» **WHAT IS BEING ASKED**:
Can you arrange everything from the line containing "Each instance of the stacked" down to the end of the records as a Markdown table with the columns Row and Record line, leaving out blank lines?

» **TASK DATA**:
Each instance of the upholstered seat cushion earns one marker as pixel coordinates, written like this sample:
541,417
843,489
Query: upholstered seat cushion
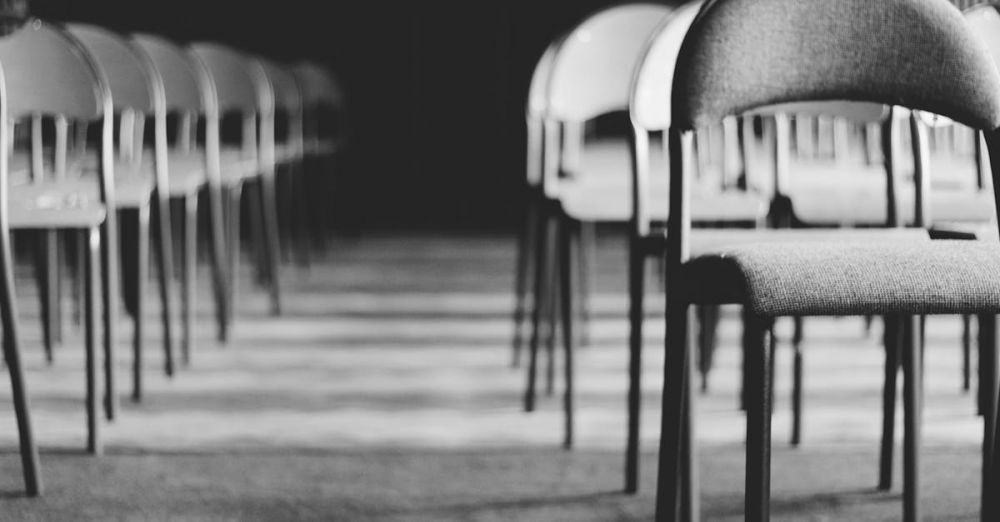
851,278
51,205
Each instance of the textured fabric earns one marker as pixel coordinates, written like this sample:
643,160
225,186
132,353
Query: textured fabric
920,277
742,54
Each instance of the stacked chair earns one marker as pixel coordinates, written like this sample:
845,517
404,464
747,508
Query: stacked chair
867,250
811,58
105,134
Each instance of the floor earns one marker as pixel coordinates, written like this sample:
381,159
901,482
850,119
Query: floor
391,368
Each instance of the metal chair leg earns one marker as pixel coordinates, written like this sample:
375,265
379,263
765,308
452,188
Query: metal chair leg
164,254
12,356
44,263
110,292
989,385
541,300
522,278
758,452
912,412
94,445
892,339
220,278
797,361
676,398
140,285
636,285
566,307
272,241
189,267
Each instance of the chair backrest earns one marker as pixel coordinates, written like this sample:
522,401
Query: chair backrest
592,67
45,69
287,95
649,105
181,89
743,54
319,87
236,86
538,89
130,76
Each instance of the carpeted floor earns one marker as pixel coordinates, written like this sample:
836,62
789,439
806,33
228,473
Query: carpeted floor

» **WORKED SOLUTION**:
| Row | Record line |
|---|---|
| 1 | Each instance of the stacked chair earns one marker as pixel coordinates, written like this sample: |
| 2 | 845,517 |
| 3 | 404,464 |
| 4 | 747,508 |
| 5 | Query: stacked chair |
| 6 | 867,250 |
| 7 | 811,58 |
| 8 | 105,134 |
| 9 | Each instance of the floor earns one marker as pixel coordinates, written like this sample: |
| 10 | 381,159 |
| 11 | 901,482 |
| 12 | 850,119 |
| 13 | Query: floor |
| 14 | 391,368 |
| 15 | Each instance of the metal chair leg earns one marker as pixel coordinates, written like this sample: |
| 16 | 375,265 |
| 17 | 379,263 |
| 18 | 765,308 |
| 19 | 452,188 |
| 20 | Query: metal chair leg |
| 21 | 164,254 |
| 22 | 12,356 |
| 23 | 44,263 |
| 24 | 110,292 |
| 25 | 989,385 |
| 26 | 541,300 |
| 27 | 522,278 |
| 28 | 758,452 |
| 29 | 912,412 |
| 30 | 94,445 |
| 31 | 892,339 |
| 32 | 220,278 |
| 33 | 797,361 |
| 34 | 676,398 |
| 35 | 140,285 |
| 36 | 636,285 |
| 37 | 566,307 |
| 38 | 272,241 |
| 39 | 189,267 |
| 40 | Each instance of the chair backrest earns one marker as pixel coordinates, written like this sample: |
| 41 | 522,401 |
| 42 | Query: chair backrest |
| 43 | 592,67 |
| 44 | 45,69 |
| 45 | 287,95 |
| 46 | 649,105 |
| 47 | 181,89 |
| 48 | 743,54 |
| 49 | 319,87 |
| 50 | 236,86 |
| 51 | 538,89 |
| 52 | 130,76 |
| 53 | Each instance of the carpeted floor earns one marker as pixel coordinates, written like this sample: |
| 54 | 836,62 |
| 55 | 789,439 |
| 56 | 806,33 |
| 57 | 228,473 |
| 58 | Query: carpeted floor |